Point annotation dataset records

* Begin *

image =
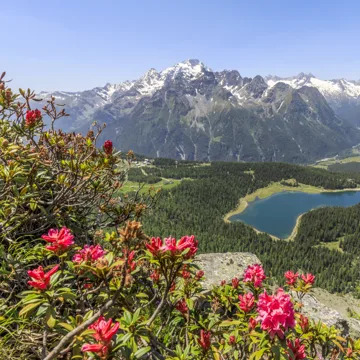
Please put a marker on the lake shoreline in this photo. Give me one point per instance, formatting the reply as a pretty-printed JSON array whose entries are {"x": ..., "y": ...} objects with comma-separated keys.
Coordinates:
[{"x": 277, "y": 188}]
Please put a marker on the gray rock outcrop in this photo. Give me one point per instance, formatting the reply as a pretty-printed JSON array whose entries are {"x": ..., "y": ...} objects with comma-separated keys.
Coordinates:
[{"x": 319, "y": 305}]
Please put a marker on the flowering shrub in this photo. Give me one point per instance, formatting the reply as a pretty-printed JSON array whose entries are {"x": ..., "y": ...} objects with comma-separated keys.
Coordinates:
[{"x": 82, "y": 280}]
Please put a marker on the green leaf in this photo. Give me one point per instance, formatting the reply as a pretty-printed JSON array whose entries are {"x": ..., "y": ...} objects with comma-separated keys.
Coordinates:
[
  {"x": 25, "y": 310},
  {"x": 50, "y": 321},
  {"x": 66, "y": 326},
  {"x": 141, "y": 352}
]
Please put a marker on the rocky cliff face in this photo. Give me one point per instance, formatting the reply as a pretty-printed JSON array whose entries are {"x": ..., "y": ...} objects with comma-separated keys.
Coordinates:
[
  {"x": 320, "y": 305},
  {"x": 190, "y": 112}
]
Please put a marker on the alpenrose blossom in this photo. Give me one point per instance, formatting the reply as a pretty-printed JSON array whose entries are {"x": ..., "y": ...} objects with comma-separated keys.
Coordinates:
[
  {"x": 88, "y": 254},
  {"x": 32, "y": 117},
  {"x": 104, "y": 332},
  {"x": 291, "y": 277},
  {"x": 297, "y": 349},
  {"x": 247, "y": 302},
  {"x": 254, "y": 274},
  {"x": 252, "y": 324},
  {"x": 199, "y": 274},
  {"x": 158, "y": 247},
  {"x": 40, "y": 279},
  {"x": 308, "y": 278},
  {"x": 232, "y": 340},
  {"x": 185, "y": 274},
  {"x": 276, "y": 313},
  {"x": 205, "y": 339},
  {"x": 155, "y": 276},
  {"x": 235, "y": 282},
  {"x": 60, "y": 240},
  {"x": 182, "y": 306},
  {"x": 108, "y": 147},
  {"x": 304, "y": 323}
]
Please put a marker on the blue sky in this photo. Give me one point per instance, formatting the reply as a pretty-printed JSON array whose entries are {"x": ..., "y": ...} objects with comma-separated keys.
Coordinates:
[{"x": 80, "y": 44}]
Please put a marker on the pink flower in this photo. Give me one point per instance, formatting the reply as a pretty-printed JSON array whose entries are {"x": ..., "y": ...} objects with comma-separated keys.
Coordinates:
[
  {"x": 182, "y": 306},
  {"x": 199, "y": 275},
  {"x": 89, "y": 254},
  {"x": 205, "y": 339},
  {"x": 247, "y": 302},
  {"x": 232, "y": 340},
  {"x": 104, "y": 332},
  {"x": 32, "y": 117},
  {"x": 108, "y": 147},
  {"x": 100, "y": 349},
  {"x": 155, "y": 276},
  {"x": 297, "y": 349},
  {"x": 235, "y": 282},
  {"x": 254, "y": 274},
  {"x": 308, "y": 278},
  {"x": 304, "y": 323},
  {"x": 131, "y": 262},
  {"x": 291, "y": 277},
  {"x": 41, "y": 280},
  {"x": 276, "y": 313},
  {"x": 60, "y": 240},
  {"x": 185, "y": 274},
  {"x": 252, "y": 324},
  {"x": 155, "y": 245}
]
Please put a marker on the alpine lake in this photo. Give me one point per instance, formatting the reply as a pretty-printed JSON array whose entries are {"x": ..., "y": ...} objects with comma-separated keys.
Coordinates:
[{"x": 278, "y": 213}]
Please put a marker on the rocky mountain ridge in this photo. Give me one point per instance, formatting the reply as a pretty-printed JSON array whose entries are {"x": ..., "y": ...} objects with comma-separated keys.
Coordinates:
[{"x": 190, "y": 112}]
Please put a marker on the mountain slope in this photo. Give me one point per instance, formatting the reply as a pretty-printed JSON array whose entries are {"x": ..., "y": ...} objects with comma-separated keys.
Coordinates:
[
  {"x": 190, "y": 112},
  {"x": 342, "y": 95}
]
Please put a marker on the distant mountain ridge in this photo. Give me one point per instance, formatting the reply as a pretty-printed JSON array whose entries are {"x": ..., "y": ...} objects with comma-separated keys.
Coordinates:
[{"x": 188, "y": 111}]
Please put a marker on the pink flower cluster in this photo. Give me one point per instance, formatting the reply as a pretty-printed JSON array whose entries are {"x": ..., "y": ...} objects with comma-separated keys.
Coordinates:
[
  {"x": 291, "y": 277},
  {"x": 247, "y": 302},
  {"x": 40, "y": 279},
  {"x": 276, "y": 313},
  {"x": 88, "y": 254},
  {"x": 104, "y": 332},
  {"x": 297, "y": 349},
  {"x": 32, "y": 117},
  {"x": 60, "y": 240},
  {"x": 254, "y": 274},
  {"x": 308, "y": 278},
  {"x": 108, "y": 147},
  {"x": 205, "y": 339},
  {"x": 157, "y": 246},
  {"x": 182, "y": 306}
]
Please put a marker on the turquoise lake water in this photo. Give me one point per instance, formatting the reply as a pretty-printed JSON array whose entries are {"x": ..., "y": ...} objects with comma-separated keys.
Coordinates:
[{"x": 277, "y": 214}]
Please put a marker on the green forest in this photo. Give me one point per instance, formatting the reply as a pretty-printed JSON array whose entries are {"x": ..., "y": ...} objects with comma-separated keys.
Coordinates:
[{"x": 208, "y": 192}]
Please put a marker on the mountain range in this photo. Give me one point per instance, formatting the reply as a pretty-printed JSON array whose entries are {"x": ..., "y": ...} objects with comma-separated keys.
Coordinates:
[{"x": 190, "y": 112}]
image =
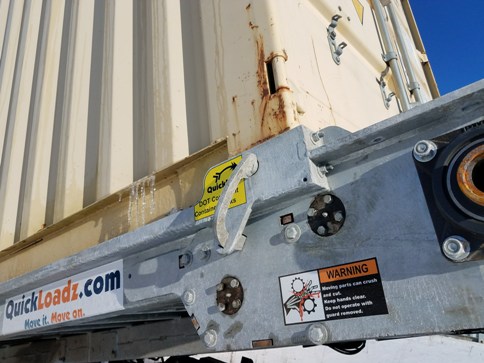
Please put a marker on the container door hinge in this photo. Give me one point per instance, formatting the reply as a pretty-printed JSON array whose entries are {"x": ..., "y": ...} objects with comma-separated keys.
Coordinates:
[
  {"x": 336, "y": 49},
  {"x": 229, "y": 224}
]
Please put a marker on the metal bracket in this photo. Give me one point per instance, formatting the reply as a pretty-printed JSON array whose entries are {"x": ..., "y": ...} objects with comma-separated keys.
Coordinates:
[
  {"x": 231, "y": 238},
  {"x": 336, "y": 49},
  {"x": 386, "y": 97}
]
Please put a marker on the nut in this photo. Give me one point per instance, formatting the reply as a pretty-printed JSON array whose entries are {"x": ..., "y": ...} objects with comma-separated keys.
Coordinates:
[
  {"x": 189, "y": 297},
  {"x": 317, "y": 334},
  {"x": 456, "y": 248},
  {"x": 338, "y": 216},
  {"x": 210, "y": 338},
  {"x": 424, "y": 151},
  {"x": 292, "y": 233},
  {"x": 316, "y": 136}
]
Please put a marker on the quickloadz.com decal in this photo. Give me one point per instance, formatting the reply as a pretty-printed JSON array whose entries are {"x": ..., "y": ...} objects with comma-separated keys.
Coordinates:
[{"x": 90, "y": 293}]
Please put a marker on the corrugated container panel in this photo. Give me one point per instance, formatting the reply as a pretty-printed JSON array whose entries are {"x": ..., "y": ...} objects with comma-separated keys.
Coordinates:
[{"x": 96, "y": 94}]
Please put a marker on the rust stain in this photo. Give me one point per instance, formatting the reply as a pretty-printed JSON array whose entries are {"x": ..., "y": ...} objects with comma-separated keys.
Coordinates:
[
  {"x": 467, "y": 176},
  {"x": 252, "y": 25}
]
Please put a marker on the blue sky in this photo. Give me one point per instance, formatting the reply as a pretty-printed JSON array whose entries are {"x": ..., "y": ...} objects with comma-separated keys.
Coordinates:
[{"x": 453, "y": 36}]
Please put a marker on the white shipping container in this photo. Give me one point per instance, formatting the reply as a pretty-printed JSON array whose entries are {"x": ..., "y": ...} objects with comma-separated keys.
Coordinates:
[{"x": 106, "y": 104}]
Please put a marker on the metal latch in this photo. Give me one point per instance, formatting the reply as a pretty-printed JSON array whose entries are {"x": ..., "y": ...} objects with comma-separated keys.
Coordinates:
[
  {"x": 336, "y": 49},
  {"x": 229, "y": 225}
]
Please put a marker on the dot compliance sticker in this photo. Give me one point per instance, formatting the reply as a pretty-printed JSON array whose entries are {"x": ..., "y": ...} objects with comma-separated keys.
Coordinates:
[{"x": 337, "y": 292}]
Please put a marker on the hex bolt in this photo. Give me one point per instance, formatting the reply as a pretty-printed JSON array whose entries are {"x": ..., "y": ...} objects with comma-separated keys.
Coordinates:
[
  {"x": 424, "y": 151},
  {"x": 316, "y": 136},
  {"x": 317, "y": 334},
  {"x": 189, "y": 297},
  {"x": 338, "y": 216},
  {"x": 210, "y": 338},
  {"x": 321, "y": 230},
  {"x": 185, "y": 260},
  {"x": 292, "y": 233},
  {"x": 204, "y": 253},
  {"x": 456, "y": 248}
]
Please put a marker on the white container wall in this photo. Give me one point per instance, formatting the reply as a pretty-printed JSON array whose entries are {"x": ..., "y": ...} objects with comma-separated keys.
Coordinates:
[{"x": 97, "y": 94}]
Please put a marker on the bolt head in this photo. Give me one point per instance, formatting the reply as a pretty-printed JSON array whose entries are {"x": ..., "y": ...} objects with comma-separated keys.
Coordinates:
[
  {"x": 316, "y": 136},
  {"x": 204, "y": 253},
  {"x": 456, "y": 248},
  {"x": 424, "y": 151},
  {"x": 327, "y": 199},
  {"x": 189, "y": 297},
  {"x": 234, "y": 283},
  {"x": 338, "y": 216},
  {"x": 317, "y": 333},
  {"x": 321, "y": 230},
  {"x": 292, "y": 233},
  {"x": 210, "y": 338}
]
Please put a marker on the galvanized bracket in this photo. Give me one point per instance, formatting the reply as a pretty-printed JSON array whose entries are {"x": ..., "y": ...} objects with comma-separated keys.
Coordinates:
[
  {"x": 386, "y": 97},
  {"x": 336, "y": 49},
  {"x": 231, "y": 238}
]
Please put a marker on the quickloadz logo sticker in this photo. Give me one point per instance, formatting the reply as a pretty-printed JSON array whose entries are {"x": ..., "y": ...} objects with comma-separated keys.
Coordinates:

* End *

Which lines run from the one containing "Please put a marker on the galvanized" to the end of the entries above? Quote exactly those, and only those.

*Solution below*
Please put a marker on the galvanized bracket in this photo. Give me one point per instance, formatting the reply as a pretty-printed JSON array whose entries are {"x": ..., "y": ...} objects with comma-separated keys.
Coordinates:
[
  {"x": 386, "y": 97},
  {"x": 336, "y": 49},
  {"x": 231, "y": 238}
]
Please put a marker on the quickloadz logo sticker in this photo. Give me one point per instance, formatting the reply as a pretty-printed JSON array whose entries are {"x": ..., "y": ...} objects with comma-separated keys.
Coordinates:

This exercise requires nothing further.